Lay out every line of the records below as a Markdown table with the columns "Row" and "Record text", numbering the rows in order and omitting blank lines. Leave the pictures out of the table.

■ ■ ■ ■ ■

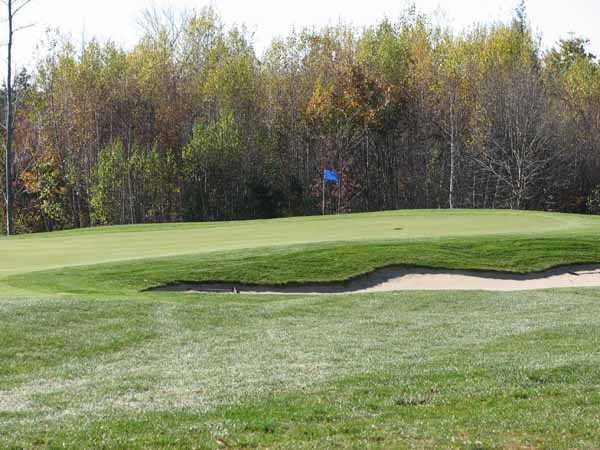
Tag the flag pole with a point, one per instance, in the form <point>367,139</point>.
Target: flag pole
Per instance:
<point>340,193</point>
<point>323,207</point>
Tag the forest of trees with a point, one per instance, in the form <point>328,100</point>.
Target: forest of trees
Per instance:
<point>191,124</point>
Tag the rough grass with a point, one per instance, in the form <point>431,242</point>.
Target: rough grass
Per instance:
<point>424,370</point>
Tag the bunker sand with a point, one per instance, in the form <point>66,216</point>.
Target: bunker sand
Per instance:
<point>391,279</point>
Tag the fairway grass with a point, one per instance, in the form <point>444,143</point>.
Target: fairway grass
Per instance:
<point>90,360</point>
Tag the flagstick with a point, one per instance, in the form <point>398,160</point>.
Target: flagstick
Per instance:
<point>323,210</point>
<point>340,193</point>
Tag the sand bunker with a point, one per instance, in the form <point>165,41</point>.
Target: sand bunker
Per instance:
<point>415,279</point>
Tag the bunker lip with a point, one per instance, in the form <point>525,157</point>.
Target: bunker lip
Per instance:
<point>399,278</point>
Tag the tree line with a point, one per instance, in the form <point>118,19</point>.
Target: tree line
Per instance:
<point>191,124</point>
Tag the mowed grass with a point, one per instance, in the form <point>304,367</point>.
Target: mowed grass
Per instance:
<point>88,360</point>
<point>92,246</point>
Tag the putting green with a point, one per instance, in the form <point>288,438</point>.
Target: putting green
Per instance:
<point>92,246</point>
<point>97,245</point>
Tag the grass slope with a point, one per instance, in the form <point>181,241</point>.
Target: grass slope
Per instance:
<point>417,370</point>
<point>89,361</point>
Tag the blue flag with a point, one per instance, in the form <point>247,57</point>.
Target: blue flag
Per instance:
<point>330,175</point>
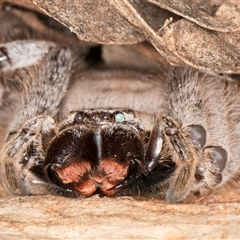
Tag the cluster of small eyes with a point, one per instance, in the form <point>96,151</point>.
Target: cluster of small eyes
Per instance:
<point>99,117</point>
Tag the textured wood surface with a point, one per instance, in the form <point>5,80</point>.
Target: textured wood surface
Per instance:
<point>48,217</point>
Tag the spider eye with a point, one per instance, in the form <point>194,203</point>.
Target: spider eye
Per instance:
<point>79,117</point>
<point>119,117</point>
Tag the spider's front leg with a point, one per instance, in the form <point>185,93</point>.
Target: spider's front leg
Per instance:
<point>42,89</point>
<point>170,143</point>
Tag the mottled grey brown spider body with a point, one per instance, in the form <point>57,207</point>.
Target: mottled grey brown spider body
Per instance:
<point>76,133</point>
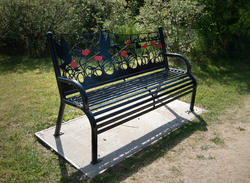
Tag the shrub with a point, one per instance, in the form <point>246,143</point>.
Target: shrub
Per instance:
<point>177,17</point>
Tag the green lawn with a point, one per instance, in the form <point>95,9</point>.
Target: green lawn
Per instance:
<point>29,102</point>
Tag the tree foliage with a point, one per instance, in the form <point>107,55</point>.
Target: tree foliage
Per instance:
<point>225,26</point>
<point>177,17</point>
<point>213,26</point>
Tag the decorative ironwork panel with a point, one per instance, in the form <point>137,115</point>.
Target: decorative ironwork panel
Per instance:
<point>95,58</point>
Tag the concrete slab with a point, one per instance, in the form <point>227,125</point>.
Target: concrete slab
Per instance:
<point>118,143</point>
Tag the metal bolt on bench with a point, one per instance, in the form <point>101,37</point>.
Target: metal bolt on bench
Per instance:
<point>114,78</point>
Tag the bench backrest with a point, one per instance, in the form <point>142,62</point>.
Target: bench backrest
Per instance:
<point>102,57</point>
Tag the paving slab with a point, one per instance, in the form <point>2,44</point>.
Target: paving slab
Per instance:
<point>118,143</point>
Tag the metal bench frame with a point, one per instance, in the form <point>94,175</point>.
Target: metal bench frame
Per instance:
<point>138,90</point>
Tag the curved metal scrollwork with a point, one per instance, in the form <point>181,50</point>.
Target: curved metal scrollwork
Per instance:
<point>103,55</point>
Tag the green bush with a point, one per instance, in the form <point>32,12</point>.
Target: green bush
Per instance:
<point>225,27</point>
<point>177,17</point>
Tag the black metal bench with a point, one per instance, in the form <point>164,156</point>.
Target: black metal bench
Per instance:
<point>114,78</point>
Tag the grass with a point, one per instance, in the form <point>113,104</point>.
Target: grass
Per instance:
<point>29,102</point>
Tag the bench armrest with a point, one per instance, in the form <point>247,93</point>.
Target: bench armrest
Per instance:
<point>78,86</point>
<point>188,65</point>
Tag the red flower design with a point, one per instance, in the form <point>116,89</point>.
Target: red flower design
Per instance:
<point>85,52</point>
<point>145,45</point>
<point>73,64</point>
<point>159,45</point>
<point>152,43</point>
<point>127,42</point>
<point>98,58</point>
<point>124,53</point>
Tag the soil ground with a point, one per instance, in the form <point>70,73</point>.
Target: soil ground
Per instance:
<point>219,155</point>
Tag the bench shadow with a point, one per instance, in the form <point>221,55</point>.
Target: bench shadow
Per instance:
<point>139,153</point>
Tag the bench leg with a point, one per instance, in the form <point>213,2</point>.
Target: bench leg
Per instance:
<point>59,119</point>
<point>94,137</point>
<point>94,146</point>
<point>193,99</point>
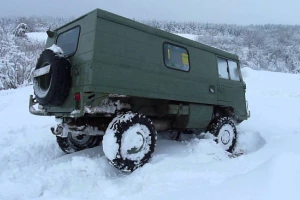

■ ■ ■ ■ ■

- _FINISHED EXERCISE_:
| Row | Record text |
|---|---|
| 1 | Tag the flag pole with a point, one per instance, in the form <point>367,139</point>. |
| 2 | Target: flag pole |
| 3 | Per instance: |
| 4 | <point>340,193</point> |
| 5 | <point>323,207</point> |
| 6 | Tag the forest of trees with a point, one per instance, in the form <point>328,100</point>. |
| 7 | Target: forest of trees |
| 8 | Per instance: |
| 9 | <point>191,124</point> |
| 10 | Tag the rough grass with a point, one per instance, in the form <point>431,242</point>. |
| 11 | Target: rough grass |
| 12 | Per instance: |
| 13 | <point>424,370</point> |
| 14 | Tag the bunker sand with a point, one per instance, in the form <point>66,216</point>. |
| 15 | Target: bunker sand |
| 16 | Per instance: |
| 17 | <point>391,279</point> |
| 18 | Tag the fairway grass with a point, one per instance, in the form <point>444,143</point>. |
| 19 | Target: fairway grass |
| 20 | Per instance: |
| 21 | <point>90,360</point> |
| 22 | Tag the flagstick with a point, one per instance, in the form <point>398,160</point>. |
| 23 | Target: flagstick |
| 24 | Per instance: |
| 25 | <point>323,210</point> |
| 26 | <point>340,193</point> |
| 27 | Tag the sand bunker with a point, one per instance, in the form <point>165,41</point>. |
| 28 | Target: sand bunker |
| 29 | Per instance: |
| 30 | <point>415,279</point> |
| 31 | Tag the bunker lip with a point, one per instance, in the form <point>525,157</point>. |
| 32 | Target: bunker lip |
| 33 | Per instance: |
| 34 | <point>399,278</point> |
| 35 | Tag the tree line with a point, one per instance, in the form <point>118,19</point>. |
| 36 | Target: tree line |
| 37 | Per instance: |
| 38 | <point>191,124</point> |
| 39 | Tag the mowed grass with a point, one per instance, in the form <point>304,367</point>. |
| 40 | Target: mowed grass |
| 41 | Per instance: |
| 42 | <point>88,360</point> |
| 43 | <point>92,246</point> |
| 44 | Tag the putting green with a point, one per instance, in the form <point>288,438</point>. |
| 45 | Target: putting green |
| 46 | Per instance: |
| 47 | <point>92,246</point> |
| 48 | <point>97,245</point> |
| 49 | Tag the grass slope with a point, one per instance, in the form <point>181,241</point>. |
| 50 | Target: grass slope |
| 51 | Per instance: |
| 52 | <point>417,370</point> |
| 53 | <point>89,361</point> |
| 54 | Tag the blue flag with a point, one per instance, in the form <point>247,57</point>. |
| 55 | Target: blue flag |
| 56 | Per instance: |
| 57 | <point>330,175</point> |
| 58 | Tag the cluster of small eyes with a point, one per instance, in the form <point>96,151</point>. |
| 59 | Target: cluster of small eyes |
| 60 | Per instance: |
| 61 | <point>99,117</point> |
| 62 | Tag the textured wood surface with a point, one per instance, in the form <point>5,80</point>. |
| 63 | Target: textured wood surface |
| 64 | Per instance: |
| 65 | <point>48,217</point> |
| 66 | Tag the spider eye with a point, one per instance, in the form <point>194,203</point>. |
| 67 | Target: spider eye |
| 68 | Per instance: |
| 69 | <point>79,117</point> |
| 70 | <point>119,117</point> |
| 71 | Tag the spider's front leg with a point, one per instance, in the form <point>185,93</point>. |
| 72 | Target: spider's front leg |
| 73 | Per instance: |
| 74 | <point>42,89</point> |
| 75 | <point>170,143</point> |
| 76 | Tag the mottled grey brown spider body with a point, one per instance, in the form <point>57,207</point>. |
| 77 | Target: mottled grey brown spider body |
| 78 | Per instance: |
| 79 | <point>76,133</point> |
| 80 | Tag the shrub with a point, one per instance, in the form <point>246,143</point>. |
| 81 | Target: shrub |
| 82 | Per instance: |
| 83 | <point>177,17</point> |
| 84 | Tag the green lawn with a point, one per instance, in the form <point>95,9</point>. |
| 85 | Target: green lawn |
| 86 | Per instance: |
| 87 | <point>29,102</point> |
| 88 | Tag the tree foliage with a point, one per instance, in the form <point>107,55</point>. |
| 89 | Target: tree foliage |
| 90 | Per instance: |
| 91 | <point>225,26</point> |
| 92 | <point>177,17</point> |
| 93 | <point>213,26</point> |
| 94 | Tag the decorative ironwork panel with a point, one per instance, in the form <point>137,115</point>. |
| 95 | Target: decorative ironwork panel |
| 96 | Per instance: |
| 97 | <point>95,58</point> |
| 98 | Tag the concrete slab with a point, one per instance, in the form <point>227,125</point>. |
| 99 | Target: concrete slab |
| 100 | Per instance: |
| 101 | <point>118,143</point> |
| 102 | Tag the metal bolt on bench with a point, one per instance, in the form <point>101,37</point>. |
| 103 | Target: metal bolt on bench |
| 104 | Per instance: |
| 105 | <point>114,78</point> |
| 106 | Tag the bench backrest with a point, one per instance, in the form <point>142,62</point>. |
| 107 | Target: bench backrest |
| 108 | Per instance: |
| 109 | <point>102,57</point> |
| 110 | Tag the paving slab with a point, one per instance, in the form <point>2,44</point>. |
| 111 | Target: paving slab |
| 112 | Per instance: |
| 113 | <point>118,143</point> |
| 114 | Tag the metal bench frame with a point, one per instance, in the form <point>94,175</point>. |
| 115 | Target: metal bench frame |
| 116 | Per instance: |
| 117 | <point>138,90</point> |
| 118 | Tag the curved metal scrollwork with a point, one per instance, in the form <point>181,50</point>. |
| 119 | Target: curved metal scrollwork |
| 120 | Per instance: |
| 121 | <point>103,55</point> |
| 122 | Tag the green bush with a point, one per instance, in the form <point>32,12</point>. |
| 123 | Target: green bush |
| 124 | Per instance: |
| 125 | <point>225,27</point> |
| 126 | <point>177,17</point> |
| 127 | Tag the black metal bench with a point, one per instance, in the form <point>164,156</point>. |
| 128 | Target: black metal bench |
| 129 | Per instance: |
| 130 | <point>114,78</point> |
| 131 | Tag the grass with a point, one per instance, in the form <point>113,104</point>. |
| 132 | Target: grass |
| 133 | Per instance: |
| 134 | <point>29,102</point> |
| 135 | Tag the bench armrest with a point, one per instance, in the form <point>247,93</point>. |
| 136 | Target: bench armrest |
| 137 | Per instance: |
| 138 | <point>78,86</point> |
| 139 | <point>188,65</point> |
| 140 | Tag the red flower design with a point, one per instance, in the form <point>116,89</point>. |
| 141 | Target: red flower design |
| 142 | Per instance: |
| 143 | <point>85,52</point> |
| 144 | <point>145,45</point> |
| 145 | <point>73,64</point> |
| 146 | <point>159,45</point> |
| 147 | <point>152,43</point> |
| 148 | <point>127,42</point> |
| 149 | <point>98,58</point> |
| 150 | <point>124,53</point> |
| 151 | Tag the soil ground with a point, one per instance, in the form <point>70,73</point>. |
| 152 | Target: soil ground |
| 153 | Per instance: |
| 154 | <point>219,155</point> |
| 155 | Tag the bench shadow with a point, one per instance, in the form <point>221,55</point>. |
| 156 | Target: bench shadow |
| 157 | Per instance: |
| 158 | <point>139,153</point> |
| 159 | Tag the bench leg with a point, one per instance, in the form <point>213,2</point>. |
| 160 | Target: bench leg |
| 161 | Per instance: |
| 162 | <point>59,119</point> |
| 163 | <point>94,137</point> |
| 164 | <point>94,146</point> |
| 165 | <point>193,99</point> |